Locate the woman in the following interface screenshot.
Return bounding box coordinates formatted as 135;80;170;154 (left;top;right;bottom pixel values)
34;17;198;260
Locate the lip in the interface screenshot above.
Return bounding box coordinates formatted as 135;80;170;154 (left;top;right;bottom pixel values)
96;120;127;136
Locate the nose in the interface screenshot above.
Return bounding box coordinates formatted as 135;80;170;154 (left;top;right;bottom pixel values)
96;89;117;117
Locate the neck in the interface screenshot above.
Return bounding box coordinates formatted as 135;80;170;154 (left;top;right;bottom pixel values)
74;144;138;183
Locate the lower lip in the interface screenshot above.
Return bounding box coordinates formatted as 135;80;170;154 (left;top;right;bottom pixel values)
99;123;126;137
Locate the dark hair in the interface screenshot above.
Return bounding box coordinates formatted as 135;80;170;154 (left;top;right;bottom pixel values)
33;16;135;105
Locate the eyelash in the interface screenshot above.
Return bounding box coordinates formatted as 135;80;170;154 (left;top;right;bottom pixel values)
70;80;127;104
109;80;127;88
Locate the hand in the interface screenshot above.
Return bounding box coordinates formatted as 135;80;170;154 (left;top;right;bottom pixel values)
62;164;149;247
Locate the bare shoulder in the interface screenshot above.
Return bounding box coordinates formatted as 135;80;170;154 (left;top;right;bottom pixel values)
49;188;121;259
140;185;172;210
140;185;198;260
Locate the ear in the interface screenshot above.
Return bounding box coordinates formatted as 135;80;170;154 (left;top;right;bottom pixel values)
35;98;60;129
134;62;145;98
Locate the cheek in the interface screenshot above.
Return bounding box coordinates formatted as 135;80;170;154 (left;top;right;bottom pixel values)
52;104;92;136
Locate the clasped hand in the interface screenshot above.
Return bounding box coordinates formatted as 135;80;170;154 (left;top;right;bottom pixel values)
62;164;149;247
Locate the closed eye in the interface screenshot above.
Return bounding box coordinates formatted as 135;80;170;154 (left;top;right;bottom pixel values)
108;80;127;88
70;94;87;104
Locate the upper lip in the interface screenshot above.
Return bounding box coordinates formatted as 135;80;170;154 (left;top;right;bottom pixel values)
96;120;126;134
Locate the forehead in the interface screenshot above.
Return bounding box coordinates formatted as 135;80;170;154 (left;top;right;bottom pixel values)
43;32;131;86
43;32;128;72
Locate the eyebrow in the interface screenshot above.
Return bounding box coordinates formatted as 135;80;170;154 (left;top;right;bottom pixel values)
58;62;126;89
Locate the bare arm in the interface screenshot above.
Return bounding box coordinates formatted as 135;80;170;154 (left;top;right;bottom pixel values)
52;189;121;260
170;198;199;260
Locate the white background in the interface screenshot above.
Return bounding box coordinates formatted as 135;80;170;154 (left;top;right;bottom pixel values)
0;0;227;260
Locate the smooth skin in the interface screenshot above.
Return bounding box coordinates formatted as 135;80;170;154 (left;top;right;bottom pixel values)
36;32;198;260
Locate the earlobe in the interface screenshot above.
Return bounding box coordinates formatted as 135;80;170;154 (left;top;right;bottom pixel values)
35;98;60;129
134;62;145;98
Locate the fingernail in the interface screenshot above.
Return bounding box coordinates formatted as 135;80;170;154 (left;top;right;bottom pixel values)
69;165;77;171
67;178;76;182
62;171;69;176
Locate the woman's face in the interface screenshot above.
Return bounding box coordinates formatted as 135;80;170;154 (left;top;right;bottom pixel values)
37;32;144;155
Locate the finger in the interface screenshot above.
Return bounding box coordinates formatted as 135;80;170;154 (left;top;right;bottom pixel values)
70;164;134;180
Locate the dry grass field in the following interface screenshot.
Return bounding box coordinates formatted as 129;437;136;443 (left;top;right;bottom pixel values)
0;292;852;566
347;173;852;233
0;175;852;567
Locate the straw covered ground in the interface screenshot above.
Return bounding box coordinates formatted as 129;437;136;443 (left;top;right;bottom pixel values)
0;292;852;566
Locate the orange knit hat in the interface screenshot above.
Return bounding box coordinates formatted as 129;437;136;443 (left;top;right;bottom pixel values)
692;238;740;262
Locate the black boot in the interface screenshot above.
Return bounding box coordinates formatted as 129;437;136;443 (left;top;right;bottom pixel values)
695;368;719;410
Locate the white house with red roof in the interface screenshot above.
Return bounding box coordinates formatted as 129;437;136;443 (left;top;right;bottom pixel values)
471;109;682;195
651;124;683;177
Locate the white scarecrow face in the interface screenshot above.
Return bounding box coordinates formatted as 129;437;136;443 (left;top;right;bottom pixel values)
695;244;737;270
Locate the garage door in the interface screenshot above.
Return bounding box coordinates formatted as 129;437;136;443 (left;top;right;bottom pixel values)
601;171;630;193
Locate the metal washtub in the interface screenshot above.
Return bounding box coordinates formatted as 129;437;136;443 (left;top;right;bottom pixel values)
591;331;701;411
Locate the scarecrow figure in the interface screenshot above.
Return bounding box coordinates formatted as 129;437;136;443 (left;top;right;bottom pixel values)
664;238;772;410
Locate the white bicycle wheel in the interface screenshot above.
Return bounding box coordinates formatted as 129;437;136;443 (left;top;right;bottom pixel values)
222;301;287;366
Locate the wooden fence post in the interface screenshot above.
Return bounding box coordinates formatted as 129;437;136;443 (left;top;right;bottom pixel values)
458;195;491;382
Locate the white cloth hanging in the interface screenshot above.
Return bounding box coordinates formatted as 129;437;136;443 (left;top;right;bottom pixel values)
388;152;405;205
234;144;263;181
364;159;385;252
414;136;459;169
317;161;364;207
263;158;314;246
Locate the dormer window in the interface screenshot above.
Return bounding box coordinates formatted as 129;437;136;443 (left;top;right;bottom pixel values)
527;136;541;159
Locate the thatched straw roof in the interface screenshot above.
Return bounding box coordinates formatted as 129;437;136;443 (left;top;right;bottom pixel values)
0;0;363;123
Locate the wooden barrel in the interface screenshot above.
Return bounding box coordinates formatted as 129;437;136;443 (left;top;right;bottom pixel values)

■ ■ ■ ■ ■ ■ ■

## [Problem requirements]
Retype all of the entries above word for word, without changing anything.

## [Worked solution]
Locate the woman in the following interface screenshot.
Return bounding box coordinates formatted as 135;80;170;154 (left;top;right;bottom pixel values)
34;17;198;260
Locate the lip in the interface screenshot above.
Return bounding box coordinates formatted as 135;80;170;154 (left;top;right;bottom pixel values)
96;120;127;136
Locate the nose in the interface screenshot above.
Return bounding box coordinates formatted as 135;80;170;154 (left;top;right;bottom pixel values)
96;89;117;117
Locate the neck in the interface screenshot above.
Return bounding box coordinates formatted as 135;80;170;154 (left;top;right;bottom pixel values)
74;144;138;183
Locate the lower lip in the interface screenshot above.
Return bounding box coordinates formatted as 135;80;170;154 (left;top;right;bottom pixel values)
99;123;126;137
Locate the dark hair in the interface screenshot above.
Return bounding box coordinates formatted as 135;80;170;154 (left;top;right;bottom pixel values)
33;16;135;105
Locate the eyelash in the interface screenshot above.
Return bounding box coordinates formatted as 135;80;170;154 (left;top;right;bottom pixel values)
70;80;127;104
109;80;127;88
Locate the hand in the interface screenshot above.
Return bounding box coordinates formatted as 135;80;170;154 (left;top;right;bottom pixel values)
62;164;149;247
Locate the bare shoulder in the interface screenshot above.
Return bounding box coordinates formatted as 135;80;170;154 (left;top;right;bottom pixel values)
49;188;121;259
140;185;172;210
140;185;198;260
Locate the ear in the interface screenshot above.
Return bounding box coordinates formatted as 135;80;170;154 (left;top;right;bottom pixel values)
35;98;60;129
134;62;145;98
Locate the cheek in the interface screenshot above.
Return bounding box coordinates formatted as 135;80;170;154 (left;top;right;bottom pixel values)
52;104;92;136
Locate the clasped hand in the interface screenshot above.
Return bounding box coordinates formatted as 135;80;170;154 (left;top;right;bottom pixel values)
62;164;149;247
Locate the closed eye in the interface screenshot above.
Return bounding box coordinates formatted as 135;80;170;154 (left;top;right;bottom pixel values)
108;80;127;88
70;94;87;104
Locate the upper lip in the interface screenshot above.
Return bounding box coordinates formatted as 135;80;170;154 (left;top;right;bottom pixel values)
96;120;126;134
Locate the forehead in the interface screenshot above.
Return bounding box coordinates formatted as 135;80;170;154 (left;top;right;bottom pixel values)
43;32;131;86
43;32;128;72
Locate the eyebrow in the interface screenshot above.
Return bounding box coordinates formatted as 135;80;170;154 (left;top;right;bottom pixel values)
58;62;126;89
Locate the bare arm in the interface screenshot above.
Return bounding box coordinates formatted as 135;80;170;154 (left;top;right;bottom pixel values)
52;189;121;260
170;198;199;260
Locate the white background in the interface screenshot above.
Return bounding box coordinates formatted as 135;80;170;154 (left;top;right;bottom pixel values)
0;0;227;260
Locate the smooth skin in the interface screenshot above.
Return bounding box coordinates formatted as 135;80;170;154 (left;top;right;bottom pixel values)
36;32;198;260
Locate the earlobe in the interface screenshot above.
Return bounding box coordinates formatted as 135;80;170;154 (left;top;right;bottom pixel values)
35;98;60;129
134;62;145;98
Locate the fingernail in the interface screenshot above.
Return bounding box coordinates formatted as 135;80;170;154 (left;top;right;bottom pixel values)
69;165;77;171
67;178;76;182
62;171;69;176
Locate the woman's face in the interface screenshot above.
Return bounding box coordinates formatted as 135;80;170;154 (left;top;right;bottom pixel values)
37;32;144;155
Locate the finger in the interface screenshot above.
Return bounding box coordinates formatted as 135;80;170;154 (left;top;right;bottom pixel values)
70;164;134;180
Locate the dry grass field in the following interface screenshot.
Return bounding box coordinates formatted as 129;437;136;443 (left;top;right;bottom pixel values)
0;292;852;566
347;173;852;233
0;175;852;567
Locate the straw covered ground in the interface screenshot above.
Return bounding box coordinates formatted as 129;437;136;443 (left;top;right;bottom pixel values)
0;292;852;566
Locate the orange knit hat in the interface screenshot above.
Return bounding box coordinates formatted as 129;437;136;443 (left;top;right;bottom pixel values)
692;238;740;262
Locate the black boot in the interface screenshot above.
Return bounding box coordinates formatted as 129;437;136;443 (left;top;right;bottom pixel values)
695;368;719;410
Locate the white house with red roof in the interface screenshot above.
Return bounding box coordinates formatted as 129;437;136;443 (left;top;right;bottom pixel values)
471;109;682;195
651;124;683;177
Locate the white scarecrow face in the interface screenshot above.
Return bounding box coordinates formatted as 129;437;136;443 (left;top;right;bottom pixel values)
695;244;737;270
Locate the garage door in the interface screenshot above.
Return bounding box coordinates formatted as 129;437;136;443 (left;top;right;bottom pixel values)
601;171;630;193
Locate the metal washtub in the interface screenshot above.
Return bounding box coordinates formatted as 129;437;136;443 (left;top;right;bottom pixel values)
591;331;701;411
Locate the scarecrow figure in the interface screenshot above.
Return bounding box coordinates formatted as 129;437;136;443 (left;top;right;bottom pixel values)
664;238;772;410
Locate the white bicycle wheel in the interface screenshot above.
Return bounding box coordinates formatted as 129;437;136;443 (left;top;right;bottom pixel values)
222;301;287;366
Locate the wooden fence post in the interface screenshot above.
Return bounding box coordinates formatted as 129;437;136;443 (left;top;right;bottom pixel values)
458;195;491;382
Locate the white cloth hanging in the interface screenshot above.
Return bounding box coordinates formatted as 129;437;136;443 (left;top;right;bottom pixel values)
388;152;405;205
234;144;263;181
364;159;385;252
414;136;459;169
317;161;364;207
263;158;314;246
Locate the dormer window in the interface screenshot above.
Return bounding box coordinates formatted as 129;437;136;443 (left;top;right;bottom pixel values)
527;136;541;159
Locate the thatched straw roof in the interface screenshot above.
Return bounding box coordinates formatted as 129;437;136;443 (left;top;right;bottom pixel values)
0;0;363;123
Locate the wooden barrel in the interface screenshot above.
Return bounding box coordinates formatted as 129;437;136;443 (left;top;right;bottom pixel values)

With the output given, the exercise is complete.